Excerpt:
MANILA, Philippines — Framers of the 1987 Constitution on Monday stood against the recently-signed anti-terror law, saying that it puts the country on a “slippery slope to authoritarianism.”
“The Anti-Terrorism Act gives unprecedented powers to the administration. And we may already be on a slippery slope to authoritarianism,” a statement signed by Felicitas Arroyo, Teodoro Bacani, Florangel Rosario Braid, Edmundo Garcia, Christian Monsod, Chito Gascon and Bernardo Villegas said.
The framers pointed out that the 1987 Constitution deleted “a weapon wielded by the dictatorship to issue arrest, search and seizure orders against its perceived critics,” referring to the dreaded Arrest, Search, and Seizure Orders or ASSO during the regime of the late dictator Ferdinand Marcos.
“Through the Anti-Terrorism Council in RA 11479, we may be unwitting witnesses to a return to a past of unwelcome experiences,” the framers said.
The new law seeks to strengthen the Human Security Act of 2007 and criminalizes incitement of terrorism “by means of speeches, proclamations, writings, emblems, banners, or other representations.”

Task goal:
Pick up the news report on the 1987 Constitution framers' opposition to the Anti-Terrorism Act after its final sentence and continue it. The material that follows is not required.

Data entries
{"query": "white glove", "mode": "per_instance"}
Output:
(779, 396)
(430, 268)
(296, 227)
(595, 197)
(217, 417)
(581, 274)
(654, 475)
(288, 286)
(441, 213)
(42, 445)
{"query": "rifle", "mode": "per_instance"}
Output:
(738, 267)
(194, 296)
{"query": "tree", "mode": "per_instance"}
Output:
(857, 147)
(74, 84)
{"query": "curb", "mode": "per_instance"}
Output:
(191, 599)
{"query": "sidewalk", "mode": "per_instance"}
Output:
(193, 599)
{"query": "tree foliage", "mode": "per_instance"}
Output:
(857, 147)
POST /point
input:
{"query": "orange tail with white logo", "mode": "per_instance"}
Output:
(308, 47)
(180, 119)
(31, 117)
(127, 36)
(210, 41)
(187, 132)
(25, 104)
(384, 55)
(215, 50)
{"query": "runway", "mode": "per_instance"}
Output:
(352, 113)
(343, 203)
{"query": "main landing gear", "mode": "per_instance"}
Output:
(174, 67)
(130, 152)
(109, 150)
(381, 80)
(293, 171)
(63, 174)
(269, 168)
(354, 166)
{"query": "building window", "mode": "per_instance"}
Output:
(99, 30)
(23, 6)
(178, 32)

...

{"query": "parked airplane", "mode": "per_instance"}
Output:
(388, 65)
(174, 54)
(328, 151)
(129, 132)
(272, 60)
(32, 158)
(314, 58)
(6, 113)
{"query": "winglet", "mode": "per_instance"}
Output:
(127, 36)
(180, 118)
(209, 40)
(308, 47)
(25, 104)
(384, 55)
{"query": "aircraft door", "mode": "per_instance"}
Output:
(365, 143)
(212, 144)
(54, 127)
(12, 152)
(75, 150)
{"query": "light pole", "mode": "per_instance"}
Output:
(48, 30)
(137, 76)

Answer to this exercise:
It also allows the detention of suspects for up to 24 days without charge and empowers an anti-terrorism council to designate suspects or groups as suspected terrorists who could be subjected to arrests and surveillance.
But the framers noted that the Anti-Terrorism Act “does not provide the accused the opportunity to present evidence to the contrary in a fair hearing since the Council is empowered to unilaterally designate the accused already a “terrorist” even prior to a court determination.”
They stressed that the Constitution rests on the foundations of a Bill of Rights that protect free speech and the right to peaceable assembly and to form associations.
“However, RA 11479 poses serious mishaps to the cause of civil liberties. Those who differ will be branded as recalcitrants and their silencing would have a deceptive justification,” the framers said.
“This law precisely creates a climate of fear, sends a chilling effect, on those who wish to express their legitimate grievances, state their aspirations, and wish to engage in open and democratic debate, and threatens the rights of associations who may wish to dissent and question the actuations of those in power.”
The Constitutional framers said they believe that the Philippines do need another law against terrorism.
They added that the Anti-Terrorism Act of 2020 “brings us back to the 1970s.”
“We need to move forward, not backwards. We need to focus on what truly ails our people in their struggle for survival, while we deal with an adequate public healthsystem, mass poverty, gross inequalities, and not squander this unique opportunity of coming together as a people in the time of the pandemic,” the framers noted.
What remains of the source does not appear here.